=== Text section ===

Harry Blain is a British art dealer.

==Career==

Blain opened his first gallery, Blains Fine Art, in 1992. It staged a number of notable exhibitions, including In the Eye of the Beholder, a group show which brought together works by Matisse, Degas and Andy Warhol, as well as London School, a show featuring paintings by Francis Bacon, Lucian Freud, Frank Auerbach and Leon Kossoff. In 2002, Blains Fine Art was renamed Haunch of Venison, taking its name from the street in Mayfair where it was located. Exhibitions included surveys of Abstract Expressionism and late twentieth century Russian art in New York and London respectively. It also acquired spaces in Berlin, Zurich, New York and Moscow designed by David Adjaye and Caruso St John. Haunch of Venison was acquired by Christie’s in 2007, with Blain running the auction house's Global private sales. The gallery subsequently moved to 6 Burlington Gardens, formerly the home of The Museum of Mankind. The gallery represented more than 50 artists, including five Turner Prize winners, amongst them Rachel Whiteread, Tony Cragg and Richard Long. In 2010, Blain, along with fellow director Graham Southern, set up a new gallery, Blain|Southern, with spaces in London and New York, while also founding with Emmanuel di Donna, Blain di Donna, which focussed on Modern Art. Blain|Southern staged a number of highly praised exhibitions, including Lucian Freud Drawings, Damien Hirst and Felix Gonzalez-Torres: Candy, as well as shows by Bill Viola, Marcel Duchamp and Edward Kienholz. The gallery closed in 2020, and since then Blain has worked closely with a number of clients, assisting them in building their collections.

=== Dataset excerpts ===

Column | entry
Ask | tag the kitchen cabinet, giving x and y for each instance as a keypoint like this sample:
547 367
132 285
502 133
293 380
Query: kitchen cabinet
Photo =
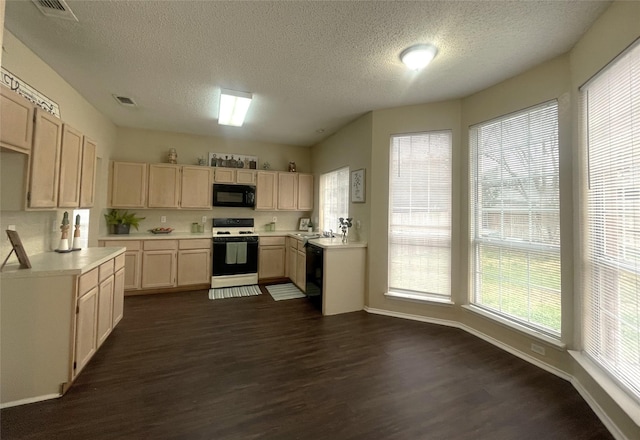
266 191
288 191
128 185
164 186
45 161
70 168
194 262
271 257
88 175
16 123
131 261
159 263
196 187
49 321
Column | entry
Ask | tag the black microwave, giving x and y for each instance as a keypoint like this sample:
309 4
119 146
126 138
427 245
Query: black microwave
239 196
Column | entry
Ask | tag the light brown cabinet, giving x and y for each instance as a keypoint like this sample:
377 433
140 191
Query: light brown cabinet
159 263
44 173
194 262
271 257
16 123
164 186
88 174
196 187
266 191
70 168
128 185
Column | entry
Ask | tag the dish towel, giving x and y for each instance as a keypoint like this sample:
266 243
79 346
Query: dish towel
241 253
232 253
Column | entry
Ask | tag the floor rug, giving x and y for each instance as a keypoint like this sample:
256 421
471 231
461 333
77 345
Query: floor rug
281 292
234 292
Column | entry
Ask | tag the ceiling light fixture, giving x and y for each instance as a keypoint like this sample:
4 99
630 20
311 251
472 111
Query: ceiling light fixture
418 56
233 107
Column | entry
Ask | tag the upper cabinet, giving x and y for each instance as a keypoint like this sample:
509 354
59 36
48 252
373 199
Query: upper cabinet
164 186
88 175
44 174
70 168
266 191
128 185
197 187
16 123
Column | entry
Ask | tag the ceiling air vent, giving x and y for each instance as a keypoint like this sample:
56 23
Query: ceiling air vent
125 101
55 8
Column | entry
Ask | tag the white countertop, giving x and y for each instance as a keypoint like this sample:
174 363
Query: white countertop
69 263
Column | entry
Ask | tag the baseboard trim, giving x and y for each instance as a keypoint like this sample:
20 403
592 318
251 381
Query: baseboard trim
29 400
597 409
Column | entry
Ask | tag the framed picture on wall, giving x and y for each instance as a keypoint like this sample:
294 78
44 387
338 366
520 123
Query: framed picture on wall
358 186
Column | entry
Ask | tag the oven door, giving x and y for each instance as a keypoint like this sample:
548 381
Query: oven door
234 256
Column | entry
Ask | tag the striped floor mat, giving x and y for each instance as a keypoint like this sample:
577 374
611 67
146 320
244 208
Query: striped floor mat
234 292
281 292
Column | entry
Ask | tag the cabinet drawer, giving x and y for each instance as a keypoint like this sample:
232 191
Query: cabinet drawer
106 270
158 245
119 262
272 241
87 281
131 245
199 243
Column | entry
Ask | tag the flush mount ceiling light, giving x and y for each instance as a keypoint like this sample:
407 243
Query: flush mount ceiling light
233 107
418 56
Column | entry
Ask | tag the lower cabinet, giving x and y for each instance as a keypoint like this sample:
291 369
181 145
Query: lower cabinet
164 263
271 257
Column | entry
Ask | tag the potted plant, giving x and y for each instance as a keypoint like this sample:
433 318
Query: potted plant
120 222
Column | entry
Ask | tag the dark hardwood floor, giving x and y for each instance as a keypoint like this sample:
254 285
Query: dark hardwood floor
180 366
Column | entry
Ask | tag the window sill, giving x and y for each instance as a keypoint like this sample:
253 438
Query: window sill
627 403
555 343
431 299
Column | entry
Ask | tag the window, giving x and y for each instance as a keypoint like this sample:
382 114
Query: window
420 214
515 225
611 279
334 198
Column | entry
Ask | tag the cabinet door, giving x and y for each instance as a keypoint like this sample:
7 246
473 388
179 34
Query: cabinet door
105 310
266 190
246 177
292 262
301 270
164 186
194 267
197 187
305 192
16 123
128 185
70 168
86 330
159 269
88 175
225 175
45 161
288 191
271 262
118 297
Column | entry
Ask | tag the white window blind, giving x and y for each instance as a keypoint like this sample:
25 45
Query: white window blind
515 228
420 214
334 198
611 279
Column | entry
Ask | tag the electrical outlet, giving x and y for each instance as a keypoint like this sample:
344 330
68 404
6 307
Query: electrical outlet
538 349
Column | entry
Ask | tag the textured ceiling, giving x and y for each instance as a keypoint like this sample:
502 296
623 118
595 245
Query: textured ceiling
310 65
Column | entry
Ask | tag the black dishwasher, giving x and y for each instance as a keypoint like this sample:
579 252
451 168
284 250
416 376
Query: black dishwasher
315 261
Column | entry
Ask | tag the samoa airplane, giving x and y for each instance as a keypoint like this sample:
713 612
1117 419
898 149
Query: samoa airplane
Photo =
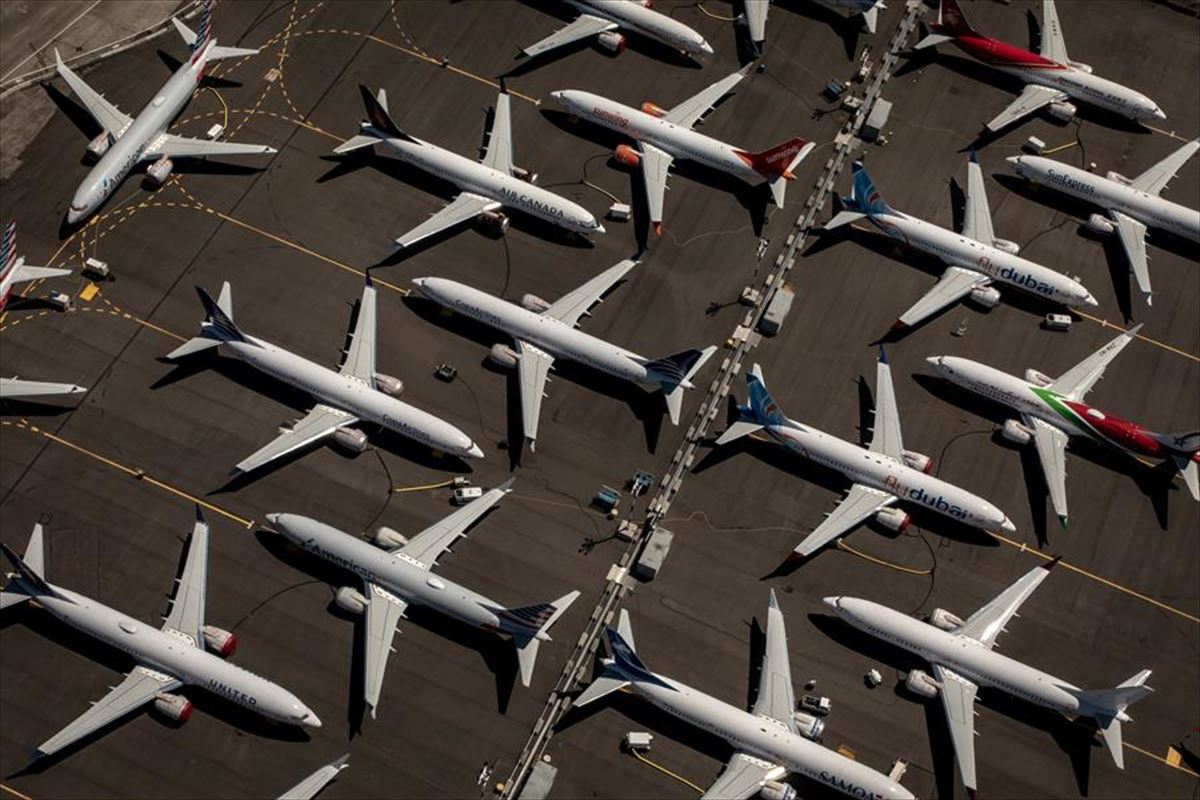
544 331
963 660
1053 410
354 395
1132 204
126 140
486 186
975 259
1051 78
883 473
397 572
185 651
771 741
663 136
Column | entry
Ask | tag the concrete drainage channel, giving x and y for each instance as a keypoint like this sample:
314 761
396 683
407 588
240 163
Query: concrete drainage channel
744 338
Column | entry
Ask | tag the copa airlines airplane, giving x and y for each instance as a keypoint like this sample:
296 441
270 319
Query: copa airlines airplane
1050 77
604 18
975 259
664 136
883 473
166 659
1053 410
1132 204
487 185
353 395
545 331
397 572
963 660
126 140
769 741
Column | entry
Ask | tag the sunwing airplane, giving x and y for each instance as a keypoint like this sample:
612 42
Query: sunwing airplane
664 136
1050 76
771 740
487 185
963 660
167 659
545 331
1053 410
604 18
397 572
1132 204
975 259
353 395
883 473
127 140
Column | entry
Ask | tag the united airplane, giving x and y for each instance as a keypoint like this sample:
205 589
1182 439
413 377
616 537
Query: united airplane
975 259
769 741
185 651
354 395
397 572
663 136
127 140
883 474
963 660
1132 204
1053 410
1051 78
486 186
544 331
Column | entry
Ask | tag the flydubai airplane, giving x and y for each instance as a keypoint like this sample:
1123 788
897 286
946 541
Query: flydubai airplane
663 136
1051 78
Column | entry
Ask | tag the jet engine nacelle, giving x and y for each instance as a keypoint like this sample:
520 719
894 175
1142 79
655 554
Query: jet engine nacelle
219 641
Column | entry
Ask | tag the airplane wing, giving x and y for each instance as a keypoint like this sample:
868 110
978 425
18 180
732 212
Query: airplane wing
322 421
139 687
463 208
955 283
427 546
855 509
586 25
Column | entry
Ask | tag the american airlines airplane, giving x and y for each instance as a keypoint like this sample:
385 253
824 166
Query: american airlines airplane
975 259
963 660
544 331
397 572
354 395
1053 410
487 185
663 136
127 140
1051 78
883 474
166 659
769 741
1132 204
604 18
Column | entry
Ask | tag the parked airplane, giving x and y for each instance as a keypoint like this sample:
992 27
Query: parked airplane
127 140
353 395
544 331
664 136
396 573
1053 410
487 185
771 740
167 659
1050 76
976 258
604 18
883 473
963 660
13 269
1132 204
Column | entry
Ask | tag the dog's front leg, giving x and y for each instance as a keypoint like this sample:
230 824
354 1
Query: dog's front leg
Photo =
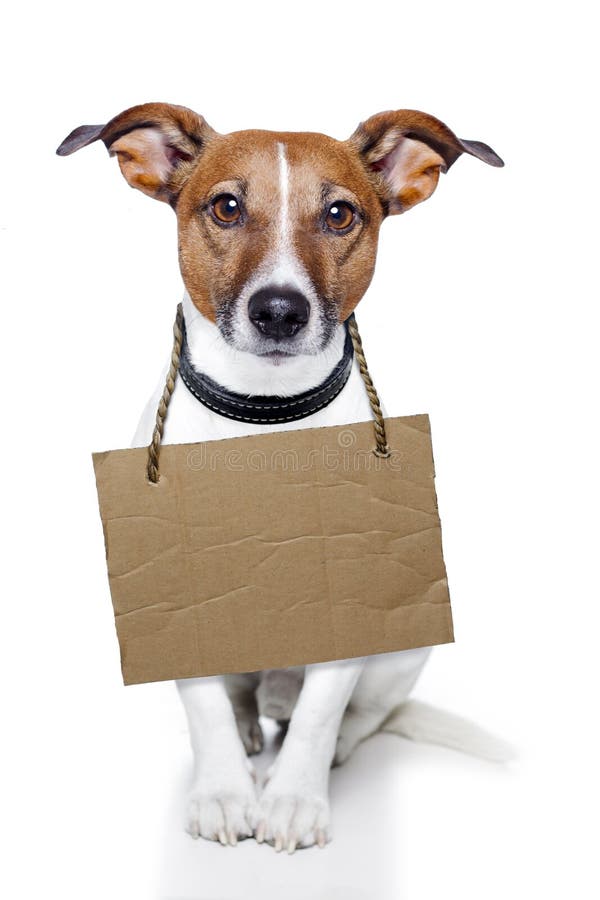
222 803
294 807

===

[Activities]
a - In the text above on Harry Blain, what name did Blains Fine Art take in 2002?
b - Translate this sentence from the Harry Blain text into Spanish: "The gallery subsequently moved to 6 Burlington Gardens, formerly the home of The Museum of Mankind."

[Responses to the tasks]
a - Haunch of Venison

b - Posteriormente, la galería se trasladó a 6 Burlington Gardens, antigua sede de The Museum of Mankind.